======== ПРИВЕДЁННЫЙ ТЕКСТ

Чашечников принял это на свой счёт, на что у него были основания. После смерти Михаила Луконина он состоял в комиссии по литературному наследию поэта… Впрочем, почти с протокольной точностью эта предыстория изложена в самом «ответе», из экономии места я привожу только знаковые строки:
Александр Петрович,
я вспомнил вояж необычный –
Он закончился схваткой, как пармское аутодафе:
Вы меня пригласили к Луконину на Ново-Девичье,
А потом мы сидели в уютном и тихом кафе.
Разговор не вязался, скучали коньяк и закуски.
Я смотрел Вам в глаза,
ожидая чего-то, в упор.
На вопрос: — Вы еврей? –
Я сказал с раздраженьем: я – русский!
И слова те вонзились в столешницу,
словно топор.
Пусть всевышний рассудит.
И время сворачивать тему.
Вашу хладную кровь
не согреть в палестинских песках.
И не русской позёмкой навеяна Ваша поэма,
Не сибирской метелью легла седина на висках.
Что ж, исход – так исход.
Мы Россию – и слабую – любим.
Это наши погосты и Храмы на каждой версте.
Не впервой нам терпеть, оскорблённым,
обманутым людям,
На российской Голгофе за то,
что живём во Христе.
Добавлю к сказанному, что за эту «оглоблю» русофильствующий поэт поплатился своим отлучением (отчасти, может быть, даже самоотлучением, ибо понимал, на что обрекает своё творчество и себя) от поэтической элиты. И от Москвы. Противостояние «русопятству» в современной России гораздо сильнее, чем с виду кажется. На днях поймал себя на мысли, что должны же были в январе 2000 года в России по достоинству отметить столетие Михаила Исаковского. И не меньше, чем явление в русском песенном мире. К нашему всеобщему стыду, за пустозвонным гомоном современной эстрады, скоро, наверное, надо будет рядом с именами мастеров песенного слога, как Исаковский, Фатьянов и многие другие, давать длинные пояснения, потому что уже не звучат некогда насыщаемые их творчеством русские народные хоры, их вытеснили «шоу-группы», самотворящие несусветную чепуху на мелодии из трёх нот. Современное, с позволения сказать, песенное искусство инфицирует массы в основном через «ящики». Так вот, если российская печать всё же уделила внимание юбилею русского мастера, то в телеэфире, ставшем безраздельной вотчиной русофобствующих магнатов, на вспомин автора «Катюши», «Одинокой гармони» и «Ой, туманы, мои…» не нашлось и пяти минут. Между тем, бывшим советским поэтам, ностальгирующим по родине за границей, то и дело устраивают целые авторские вечера. Это у них – своя семья.
Но я отвлёкся. Чашечниковым как поэтом восторгались на родине в Таре, но в Таре не издавали книг вообще, в Омск же он вкатился колючим ежом. Ежами хорошо любоваться в тайге и даже можно не замечать, что они колючие. Проблемы возникали примерно те же, что в своё время у Есенина в Москве. За семь лет до отъезда в Астрахань от него в подарок Омску осталась песня (музыка Бориса Яркова):
Я люблю этот город, мой город зелёный
У великой реки – Иртыша.

================
======== ИСХОДНЫЕ ДАННЫЕ

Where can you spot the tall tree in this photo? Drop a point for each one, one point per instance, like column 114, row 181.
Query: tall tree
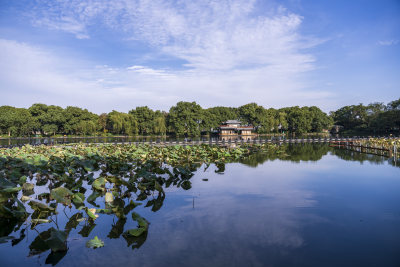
column 184, row 119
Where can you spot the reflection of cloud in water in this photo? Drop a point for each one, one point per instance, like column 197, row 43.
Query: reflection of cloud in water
column 246, row 213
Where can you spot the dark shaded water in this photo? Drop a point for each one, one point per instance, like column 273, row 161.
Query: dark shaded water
column 317, row 206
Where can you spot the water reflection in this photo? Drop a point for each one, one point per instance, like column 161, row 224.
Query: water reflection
column 248, row 216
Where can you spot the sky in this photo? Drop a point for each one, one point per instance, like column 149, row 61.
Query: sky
column 117, row 55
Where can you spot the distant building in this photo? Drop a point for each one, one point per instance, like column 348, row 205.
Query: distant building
column 234, row 127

================

**ЗАДАНИЯ**
A – Оформите нумерованным списком часть строк, идущих после текста, от строки с «Where can you spot the dark» до строки с «column 248, row 216» включительно. Пустые строки не включайте.
B – Допишите продолжение текста о поэте Чашечникове, начав сразу после его последних строк.

**ОТВЕТЫ**
A –
1. Where can you spot the dark shaded water in this photo? Drop a point for each one, one point per instance, like column 273, row 161.
2. Query: dark shaded water
3. column 317, row 206
4. Where can you spot the water reflection in this photo? Drop a point for each one, one point per instance, like column 161, row 224.
5. Query: water reflection
6. column 248, row 216

B –
Я люблю его верной любовью,
Той, что первому чувству сродни.
Говорят, хороши вечера в Подмосковье,
Только в Омске не хуже они!
Земляки, наверное, стали забывать, но я напомнил: да, это написано Чашечниковым. Мы с ним в некотором роде оказались «двойней»: я написал стихи к песне «Омские улицы» (музыка Вячеслава Косача), он – к «Омским вечерам». И буду гордиться, что в Астрахани Лёша написал мне посвящение по этому поводу, в котором такие строки:
Утомлённые вётлы сутулятся,
Замирает задумчивый плёс.
Только песня про омские улицы,
Только песня, родная до слёз.
И молчат соловьи, не отважась,
Вить весёлые трели свои.
…Как же мне не грустить, если даже
Ошалело молчат соловьи?..
Первые два стихотворных сборника он издал в Волгограде: в 1969 году – «Я боюсь тишины», и в 1972 году – «Россия, женщина, берёза…». Но он хотел, чтобы его читали и помнили на родине. Когда в издательстве «Советская Россия» в 1979 году выходил его сборник «Журавлиный зов», он позвонил мне ночью в Омск, а после объяснял свою нетерпеливость в письме. Ему пришла в голову идея, чтобы омские книготорговцы запросили у столичного издательства дополнительный тираж, хотя бы тысяч пять экземпляров. Я пошёл к директору книготорга Силину, с которым был знаком, уговорил, но не на пять тысяч, а только на две. Вскоре можно было убедиться, что книготорговец осторожничал зря – книга разошлась за неделю.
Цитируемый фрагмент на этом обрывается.